(Records drawn from a dataset)
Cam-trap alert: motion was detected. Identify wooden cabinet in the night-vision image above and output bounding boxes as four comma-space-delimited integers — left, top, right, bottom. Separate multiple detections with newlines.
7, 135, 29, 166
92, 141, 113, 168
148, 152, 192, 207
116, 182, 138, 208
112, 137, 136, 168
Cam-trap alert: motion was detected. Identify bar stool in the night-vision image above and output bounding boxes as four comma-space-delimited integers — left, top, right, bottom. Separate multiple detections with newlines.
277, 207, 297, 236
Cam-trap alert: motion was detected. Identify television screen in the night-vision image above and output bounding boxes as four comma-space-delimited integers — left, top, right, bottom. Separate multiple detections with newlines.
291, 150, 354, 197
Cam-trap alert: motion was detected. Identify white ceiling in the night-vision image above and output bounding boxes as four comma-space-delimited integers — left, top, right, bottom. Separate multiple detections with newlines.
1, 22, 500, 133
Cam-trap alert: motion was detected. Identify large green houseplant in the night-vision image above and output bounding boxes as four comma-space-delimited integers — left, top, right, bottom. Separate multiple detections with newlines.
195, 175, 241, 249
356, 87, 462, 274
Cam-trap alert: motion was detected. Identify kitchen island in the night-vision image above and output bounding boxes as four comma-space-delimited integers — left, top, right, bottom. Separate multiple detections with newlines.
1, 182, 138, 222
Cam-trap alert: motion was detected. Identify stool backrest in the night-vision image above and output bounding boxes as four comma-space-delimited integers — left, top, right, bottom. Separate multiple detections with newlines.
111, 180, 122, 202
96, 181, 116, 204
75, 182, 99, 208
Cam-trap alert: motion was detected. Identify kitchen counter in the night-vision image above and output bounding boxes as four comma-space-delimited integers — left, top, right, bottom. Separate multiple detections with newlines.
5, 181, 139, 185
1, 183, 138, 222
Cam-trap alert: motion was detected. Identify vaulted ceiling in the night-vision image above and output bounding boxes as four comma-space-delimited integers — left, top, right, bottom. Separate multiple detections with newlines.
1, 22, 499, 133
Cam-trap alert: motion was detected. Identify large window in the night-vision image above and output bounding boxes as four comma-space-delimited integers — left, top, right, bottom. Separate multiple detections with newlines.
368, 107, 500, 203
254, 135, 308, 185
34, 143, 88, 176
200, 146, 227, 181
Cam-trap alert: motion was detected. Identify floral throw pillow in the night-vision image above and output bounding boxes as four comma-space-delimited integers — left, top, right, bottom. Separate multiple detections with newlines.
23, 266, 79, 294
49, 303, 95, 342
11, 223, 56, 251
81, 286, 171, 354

### The task
Every line from above should appear again in the answer, exactly as written.

### Answer below
Cam-trap alert: motion was detected. Identify wooden cabinet in the night-vision image above and output bounding boxes as four comma-space-delimited integers — left, top, right, bottom. Separate multiple detections with newlines.
7, 135, 29, 166
92, 141, 113, 168
148, 152, 192, 207
116, 182, 138, 208
112, 137, 136, 168
Cam-trap alert: motion was detected. Identify bar stool in the night-vision image above and output bounding boxes as four comma-space-delimited integers — left, top, right, bottom. Separate multiple detections with newlines.
277, 207, 297, 236
Cam-trap alert: motion was detected. Identify television screen in the night-vision image above and output bounding boxes as four comma-space-delimited integers — left, top, right, bottom. Separate multiple detections with newlines.
291, 150, 354, 197
Cam-trap alert: motion was detected. Identify white ceiling in the night-vision image above and output bounding boxes as four comma-space-delimited integers — left, top, right, bottom. Separate multiple detections with newlines.
1, 22, 500, 133
Cam-trap alert: motion was detected. Identify large green houseplant in the night-vision image above and output bounding boxes as four comma-space-delimited integers — left, top, right, bottom. Separate multiple detections with newlines.
195, 175, 241, 249
356, 87, 462, 274
Cam-trap alert: motion was detected. Identify kitchen island in the night-vision image above and output bounding boxes as four comma-space-delimited integers — left, top, right, bottom. Separate multiple detections with newlines.
1, 182, 138, 222
Cam-trap alert: motion was detected. Identify stool backrest in the night-vision image above and output bounding boxes as four comma-space-delimited integers — left, top, right, bottom. Separate multiple detections with newlines.
111, 180, 122, 202
96, 181, 116, 204
75, 182, 99, 208
Cam-trap alert: motion was detected. Identify kitchen counter in the night-vision image above and output bounding boxes as four comma-space-delimited integers — left, top, right, bottom. Separate multiple detections with newlines.
5, 181, 139, 185
1, 183, 138, 222
Cam-trap alert: motion was detected. Identify vaulted ceiling in the night-vision image above and output bounding boxes as four comma-space-delimited integers — left, top, right, bottom. Separate multiple detections with newlines.
1, 22, 499, 133
Cam-trap alert: motion was detected. Identify large window in the night-vision image above and output bounding boxes as four comma-space-delimited integers — left, top, right, bottom. Separate multiple detections with newlines.
368, 107, 500, 203
254, 135, 308, 185
34, 143, 88, 176
200, 146, 227, 181
Cam-trap alert: motion was detected. Identify floral throw pillow in the night-vision image above and output bounding boxes as four comma-space-delimited integers — left, top, right, bottom. Separate multiple detections with newlines.
23, 266, 79, 294
49, 303, 95, 342
11, 223, 56, 251
81, 286, 171, 354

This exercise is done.